Texte fourni:
------------------------------------------------------------------------
Nous sommes ici face à une situation qui nous est de plus en plus souvent évoquée concernant les ressources naturelles. Les humains se sont comportés jusqu'ici comme si la Terre était infinie, comme si ses ressources étaient inépuisables. Exemples : le pétrole, le charbon, le gaz naturel, l'eau douce et les terres arables. C'est maintenant l'heure de vérité.
À l'échelle de la planète, la surexploitation de certaines populations atteint des niveaux graves, proches de l'épuisement. La pêche de la morue est pratiquement interdite depuis une décennie sur les Bancs de Terre-Neuve où elle s'exerçait depuis des temps immémoriaux.
La prise de conscience des conséquences de la surpêche à l'échelle mondiale n'est pas nouvelle. Plusieurs chercheurs s'en étaient déjà alarmés, sans grand succès, face aux corporations de pêcheurs, qui y ont vu (avec raison) une menace à leur négoce, à leur mode de vie.
Les ministres de l'Union Européenne ont, au prix de grandes difficultés, réussi à faire adopter une politique commune de la pêche qui limite l'efficacité et la puissance des flottes de pêche : démarche de bon sens. Pourtant, au niveau des quotas de prises acceptables, cette politique ne protège nullement les espèces les plus (sur)exploitées comme le merlan, le merlu, la sole… Seule la pêche de la morue est limitée, or, selon un rapport de la FAO (Organisation des Nations Unies pour l'alimentation et l'agriculture), même cette limitation est bien trop faible pour améliorer la situation et permettre aux populations de se régénérer.
Une réflexion bien conduite sur cette situation doit prendre en considération tous les aspects du problème, pour éviter la radicalisation des points de vue. Deux réalités sont en confrontation :
- le point de vue, disons « local », des pêcheurs qui veulent continuer à vivre convenablement et qui sont tributaires des revenus que leur fournit la pêche,
- le point de vue, plus global, des défenseurs de la nature qui s'inquiètent de l'avenir de la vie sur la Terre.
------------------------------------------------------------------------
Données recueillies:

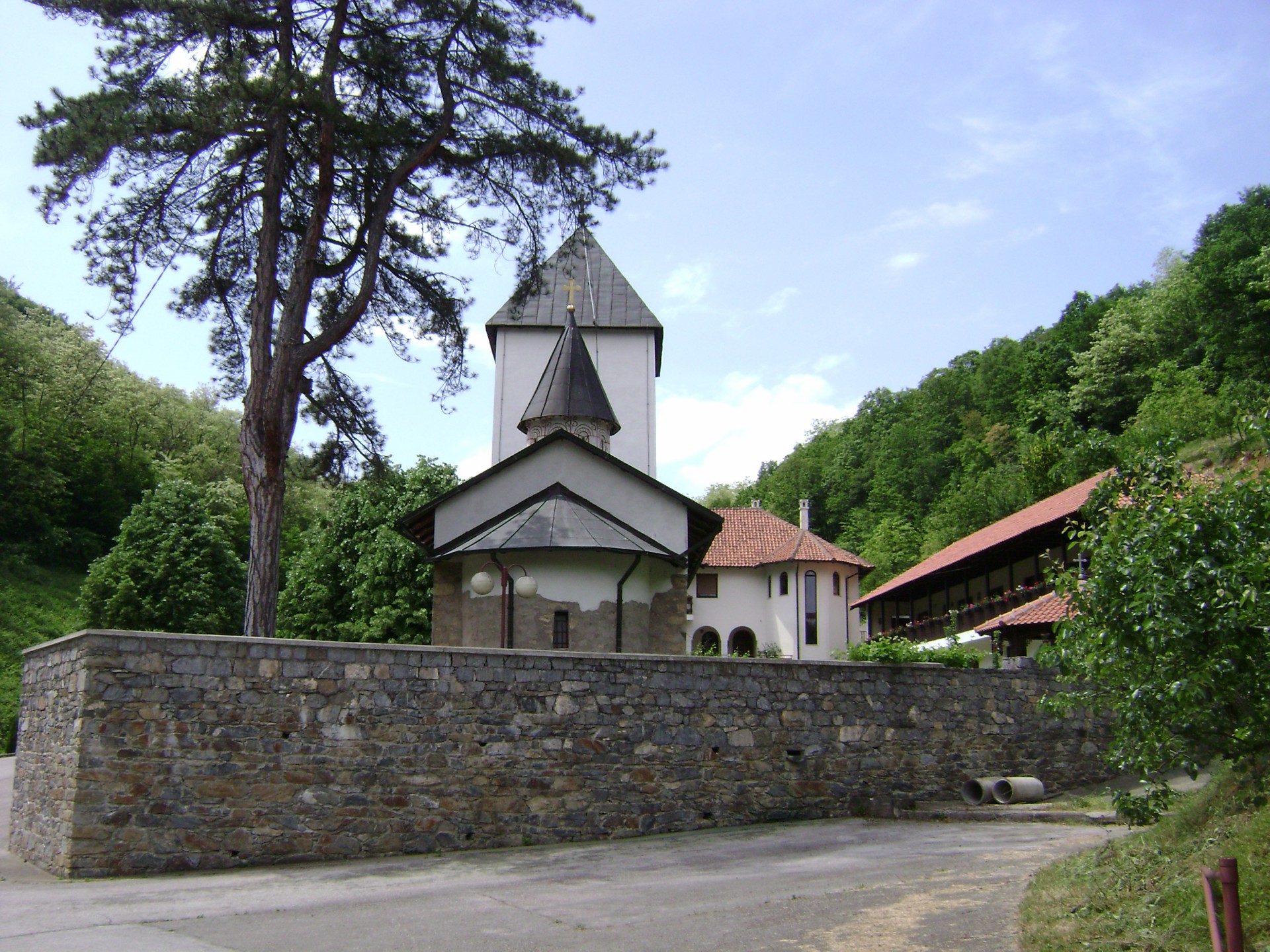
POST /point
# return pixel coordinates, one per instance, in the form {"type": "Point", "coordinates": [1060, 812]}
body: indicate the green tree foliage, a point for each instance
------------------------------------------------------------------------
Exercice proposé: Dans le texte sur la surpêche, depuis combien de temps la pêche de la morue est-elle pratiquement interdite sur les Bancs de Terre-Neuve ?

Réponse attendue: Depuis une décennie.